> Extracted text:

┄┄┄┄┄┄┄┄┄┄┄┄┄┄┄┄┄┄┄┄

Spruiking nuclear by the Brook (Part 2)


In his article ‘Low-carbon electricity must be fit-for-service (and nuclear power is)’publishedin The Conversation, Professor Barry W. Brook, Professor of Climate Science at the University of Adelaide, says:
“Indeed, I would argue that the principal limitations on nuclear fission are not technical, economic or fuel-related … but are instead linked to complex issues of societal acceptance, fiscal and political inertia, and inadequate critical evaluation of the real-world constraints facing low-carbon alternatives.”

Brook’s arguments and statements against these stated issues are, when not simply wrong, at the very least contentious. But more than this, they offer a flawed argument from a moral point of view. There is no mention of values in this list of issues. Or is that all swept under the cover of “societal acceptance”?

Even if it is, Brook fails to mention security issues. Surely he doesn’t think they are irrelevant to nuclear energy? Security of fissile materials starts at the cradle but persists beyond the grave. From the moment it is mined, until the centuries have long made the power plant irrelevant, security is required. Aside from the economic costs, one of the social implications of adding more locations that require a military or similar level of security is a lessening of freedom.



What about proliferation? Terrorism? To guard against these we would need more regulations and regulators, more analysts and agents ― and again a lessening of freedom. Are any of these threats real or likely? Well, many UN and US agencies warn that building more nuclear reactors unavoidably increases nuclear proliferation risks, and
“...on 20 June Sweden ramped up security at its three nuclear power plants (NPPs) after explosives without a triggering device were found on a forklift on the grounds of the country's largest atomic power station at Ringhals, 45 miles south of Sweden's second-largest city, Goteborg, which has a population of 550,000 people.”

┄┄┄┄┄┄┄┄┄┄┄┄┄┄┄┄┄┄┄┄

> Stored data:
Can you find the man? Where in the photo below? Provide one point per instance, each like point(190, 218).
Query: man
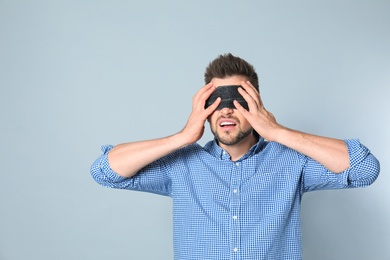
point(238, 197)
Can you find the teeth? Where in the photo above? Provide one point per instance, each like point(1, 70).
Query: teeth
point(227, 123)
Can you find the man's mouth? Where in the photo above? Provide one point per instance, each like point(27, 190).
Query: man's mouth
point(227, 123)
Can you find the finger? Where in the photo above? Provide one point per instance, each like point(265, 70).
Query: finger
point(213, 106)
point(240, 108)
point(199, 100)
point(253, 104)
point(255, 94)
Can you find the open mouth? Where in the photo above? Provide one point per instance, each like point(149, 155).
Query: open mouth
point(227, 124)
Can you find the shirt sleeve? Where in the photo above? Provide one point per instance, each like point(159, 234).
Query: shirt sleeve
point(363, 171)
point(153, 178)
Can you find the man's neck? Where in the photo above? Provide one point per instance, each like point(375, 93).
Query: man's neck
point(238, 150)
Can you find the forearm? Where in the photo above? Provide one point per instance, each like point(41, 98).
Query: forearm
point(331, 153)
point(128, 158)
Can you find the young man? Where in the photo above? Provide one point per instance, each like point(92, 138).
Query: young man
point(238, 197)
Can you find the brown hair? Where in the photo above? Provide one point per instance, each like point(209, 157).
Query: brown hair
point(227, 65)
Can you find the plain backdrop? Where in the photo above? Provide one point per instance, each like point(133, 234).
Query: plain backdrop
point(75, 75)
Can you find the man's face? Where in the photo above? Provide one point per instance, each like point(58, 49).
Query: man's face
point(228, 125)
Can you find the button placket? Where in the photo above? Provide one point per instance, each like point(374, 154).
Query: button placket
point(234, 210)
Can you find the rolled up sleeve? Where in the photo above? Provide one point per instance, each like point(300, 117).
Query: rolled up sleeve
point(363, 170)
point(153, 178)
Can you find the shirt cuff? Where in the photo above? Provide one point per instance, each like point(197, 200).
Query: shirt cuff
point(105, 166)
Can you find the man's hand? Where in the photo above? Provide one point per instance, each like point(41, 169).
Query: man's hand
point(194, 128)
point(262, 121)
point(331, 153)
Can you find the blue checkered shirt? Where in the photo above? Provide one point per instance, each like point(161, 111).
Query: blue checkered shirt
point(246, 209)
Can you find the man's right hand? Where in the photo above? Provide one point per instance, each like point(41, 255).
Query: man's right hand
point(194, 128)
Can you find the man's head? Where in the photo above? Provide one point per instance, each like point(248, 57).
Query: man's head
point(228, 65)
point(230, 70)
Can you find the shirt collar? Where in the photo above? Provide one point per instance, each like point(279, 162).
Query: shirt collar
point(214, 149)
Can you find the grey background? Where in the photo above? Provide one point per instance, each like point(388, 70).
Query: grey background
point(75, 75)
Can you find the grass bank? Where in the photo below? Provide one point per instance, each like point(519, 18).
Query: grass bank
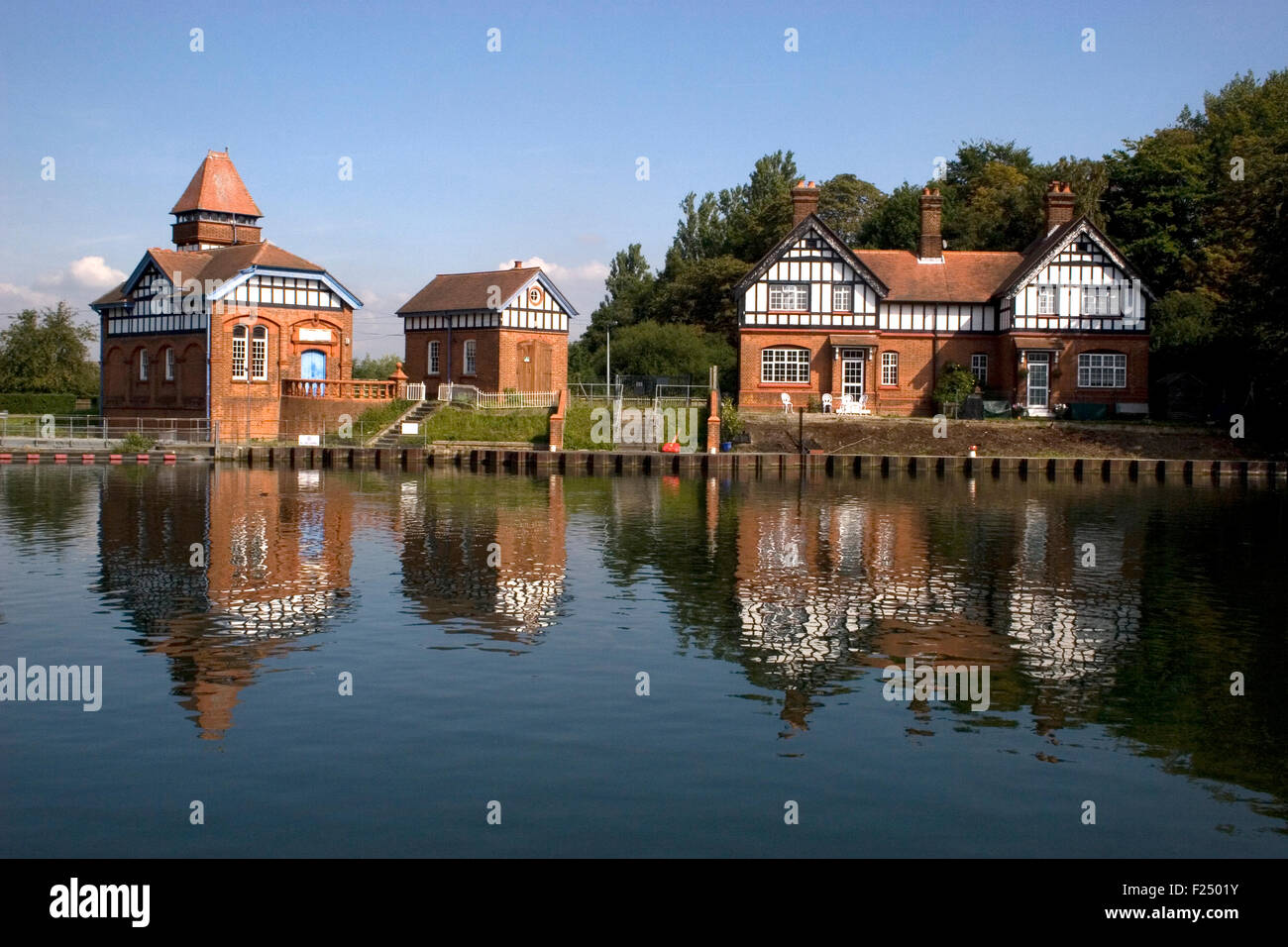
point(1000, 438)
point(452, 423)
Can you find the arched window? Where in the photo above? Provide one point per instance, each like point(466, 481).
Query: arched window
point(785, 365)
point(240, 352)
point(259, 354)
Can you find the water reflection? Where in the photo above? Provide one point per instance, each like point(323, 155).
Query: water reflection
point(806, 587)
point(220, 571)
point(478, 566)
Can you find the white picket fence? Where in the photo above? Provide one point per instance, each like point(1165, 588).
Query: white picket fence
point(473, 397)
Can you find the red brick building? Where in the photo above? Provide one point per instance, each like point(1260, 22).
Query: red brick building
point(1061, 322)
point(497, 330)
point(230, 328)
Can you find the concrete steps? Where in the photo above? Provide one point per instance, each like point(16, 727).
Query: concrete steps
point(387, 438)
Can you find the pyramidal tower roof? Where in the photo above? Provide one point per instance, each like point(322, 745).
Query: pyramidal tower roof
point(217, 187)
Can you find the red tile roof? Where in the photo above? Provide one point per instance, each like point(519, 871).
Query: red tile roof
point(965, 275)
point(464, 291)
point(217, 185)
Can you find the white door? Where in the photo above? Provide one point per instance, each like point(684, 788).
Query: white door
point(1039, 382)
point(851, 372)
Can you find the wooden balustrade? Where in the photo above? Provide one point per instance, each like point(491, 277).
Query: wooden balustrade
point(338, 389)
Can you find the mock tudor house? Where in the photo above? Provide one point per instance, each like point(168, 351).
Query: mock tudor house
point(230, 328)
point(1061, 322)
point(497, 330)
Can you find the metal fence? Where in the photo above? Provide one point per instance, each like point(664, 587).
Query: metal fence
point(473, 397)
point(98, 428)
point(595, 390)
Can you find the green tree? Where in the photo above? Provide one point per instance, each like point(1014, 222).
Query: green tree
point(896, 224)
point(375, 367)
point(652, 348)
point(846, 202)
point(48, 352)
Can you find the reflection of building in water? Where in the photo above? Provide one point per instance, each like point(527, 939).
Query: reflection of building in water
point(1067, 629)
point(277, 549)
point(281, 560)
point(497, 569)
point(827, 579)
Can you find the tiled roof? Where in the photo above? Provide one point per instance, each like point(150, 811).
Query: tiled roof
point(465, 291)
point(220, 264)
point(217, 185)
point(965, 275)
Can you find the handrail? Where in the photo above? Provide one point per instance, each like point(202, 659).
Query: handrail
point(340, 389)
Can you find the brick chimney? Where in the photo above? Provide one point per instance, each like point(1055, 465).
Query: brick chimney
point(804, 200)
point(1057, 204)
point(931, 244)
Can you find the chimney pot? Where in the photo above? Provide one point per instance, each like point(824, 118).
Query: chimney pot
point(931, 244)
point(1057, 205)
point(804, 201)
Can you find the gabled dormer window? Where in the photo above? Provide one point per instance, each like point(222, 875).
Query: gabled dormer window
point(842, 298)
point(1100, 300)
point(789, 296)
point(1046, 300)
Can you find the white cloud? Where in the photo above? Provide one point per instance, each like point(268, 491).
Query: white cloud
point(94, 273)
point(84, 273)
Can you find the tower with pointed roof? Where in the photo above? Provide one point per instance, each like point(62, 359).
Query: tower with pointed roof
point(215, 209)
point(228, 328)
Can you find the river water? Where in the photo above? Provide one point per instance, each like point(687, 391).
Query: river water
point(323, 663)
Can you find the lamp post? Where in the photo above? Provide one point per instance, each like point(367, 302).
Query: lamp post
point(608, 357)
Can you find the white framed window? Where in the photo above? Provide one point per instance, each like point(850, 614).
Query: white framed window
point(979, 368)
point(1046, 300)
point(789, 296)
point(259, 355)
point(842, 298)
point(1102, 369)
point(240, 352)
point(785, 365)
point(1100, 300)
point(889, 368)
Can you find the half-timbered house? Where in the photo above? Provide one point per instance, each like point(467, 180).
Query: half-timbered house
point(230, 328)
point(1061, 322)
point(497, 330)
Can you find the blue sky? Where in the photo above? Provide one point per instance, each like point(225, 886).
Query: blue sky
point(464, 158)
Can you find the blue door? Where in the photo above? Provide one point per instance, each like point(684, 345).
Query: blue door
point(313, 367)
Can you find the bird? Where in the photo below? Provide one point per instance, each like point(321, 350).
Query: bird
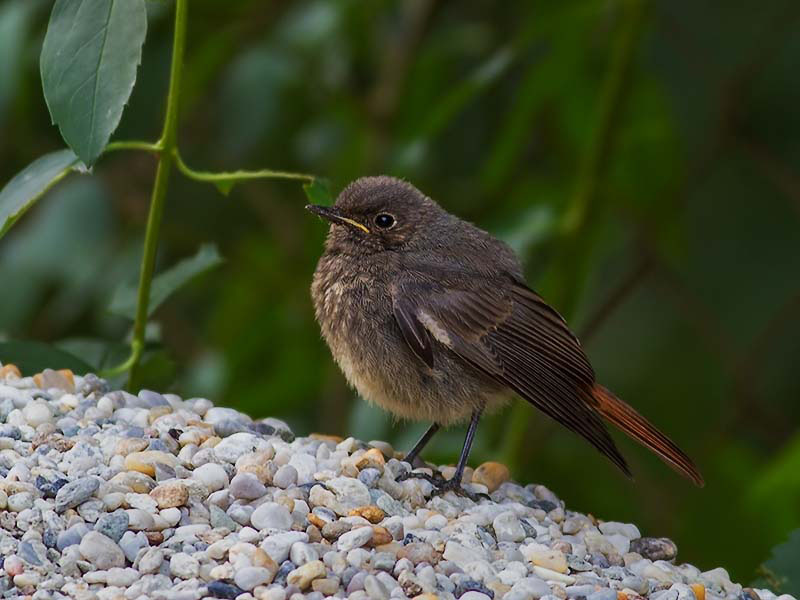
point(430, 318)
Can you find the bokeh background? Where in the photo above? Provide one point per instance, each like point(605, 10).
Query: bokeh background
point(643, 157)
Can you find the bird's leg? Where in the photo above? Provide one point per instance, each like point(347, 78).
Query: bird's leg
point(421, 443)
point(453, 484)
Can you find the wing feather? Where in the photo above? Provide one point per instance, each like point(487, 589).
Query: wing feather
point(506, 331)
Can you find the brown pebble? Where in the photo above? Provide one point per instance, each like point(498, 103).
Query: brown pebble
point(372, 458)
point(380, 536)
point(61, 379)
point(144, 462)
point(158, 411)
point(170, 495)
point(327, 586)
point(260, 471)
point(655, 548)
point(316, 521)
point(699, 590)
point(314, 534)
point(9, 371)
point(371, 513)
point(129, 445)
point(332, 531)
point(492, 475)
point(262, 559)
point(211, 442)
point(323, 437)
point(499, 588)
point(154, 538)
point(418, 552)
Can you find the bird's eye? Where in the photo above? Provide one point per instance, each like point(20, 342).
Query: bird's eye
point(384, 221)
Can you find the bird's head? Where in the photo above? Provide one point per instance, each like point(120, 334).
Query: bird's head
point(380, 213)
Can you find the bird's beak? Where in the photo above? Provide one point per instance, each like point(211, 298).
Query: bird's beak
point(334, 216)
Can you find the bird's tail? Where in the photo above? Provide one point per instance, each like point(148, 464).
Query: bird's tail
point(625, 418)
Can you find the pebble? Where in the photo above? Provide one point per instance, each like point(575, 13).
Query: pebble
point(170, 494)
point(354, 539)
point(285, 477)
point(492, 475)
point(248, 578)
point(246, 486)
point(305, 574)
point(101, 551)
point(107, 496)
point(271, 515)
point(76, 492)
point(184, 566)
point(37, 412)
point(211, 475)
point(220, 589)
point(655, 548)
point(113, 525)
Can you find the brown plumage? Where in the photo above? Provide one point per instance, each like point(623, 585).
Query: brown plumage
point(430, 318)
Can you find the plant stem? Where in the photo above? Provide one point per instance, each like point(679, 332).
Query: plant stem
point(134, 145)
point(562, 283)
point(224, 178)
point(166, 147)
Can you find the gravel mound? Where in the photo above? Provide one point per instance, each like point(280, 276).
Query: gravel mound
point(108, 495)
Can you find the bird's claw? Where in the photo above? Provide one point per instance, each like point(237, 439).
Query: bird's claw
point(441, 485)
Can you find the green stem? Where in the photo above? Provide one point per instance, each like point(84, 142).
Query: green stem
point(166, 146)
point(562, 283)
point(134, 145)
point(223, 178)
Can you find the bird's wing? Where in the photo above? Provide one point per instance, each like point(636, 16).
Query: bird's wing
point(506, 331)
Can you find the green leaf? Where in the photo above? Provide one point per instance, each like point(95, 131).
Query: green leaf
point(15, 18)
point(31, 183)
point(530, 229)
point(318, 192)
point(781, 570)
point(33, 357)
point(165, 284)
point(225, 186)
point(88, 66)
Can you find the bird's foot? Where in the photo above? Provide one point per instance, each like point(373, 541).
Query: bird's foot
point(441, 485)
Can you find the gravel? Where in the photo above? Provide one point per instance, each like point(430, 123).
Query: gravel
point(105, 494)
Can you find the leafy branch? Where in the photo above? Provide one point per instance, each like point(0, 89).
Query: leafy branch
point(88, 69)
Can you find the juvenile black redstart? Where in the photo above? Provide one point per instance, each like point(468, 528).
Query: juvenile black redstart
point(430, 318)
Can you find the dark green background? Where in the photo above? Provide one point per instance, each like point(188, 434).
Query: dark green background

┄┄┄┄┄┄┄┄┄┄┄┄┄┄┄┄┄┄┄┄

> Task requirements:
1. Output the passage of the nuclear power text starting with "Even if it is, Brook" and going on through "is a lessening of freedom.".
2. List everything the nuclear power text says more of would be needed to guard against proliferation and terrorism.

> Task answers:
1.
Even if it is, Brook fails to mention security issues. Surely he doesn’t think they are irrelevant to nuclear energy? Security of fissile materials starts at the cradle but persists beyond the grave. From the moment it is mined, until the centuries have long made the power plant irrelevant, security is required. Aside from the economic costs, one of the social implications of adding more locations that require a military or similar level of security is a lessening of freedom.

2.
- regulations
- regulators
- analysts
- agents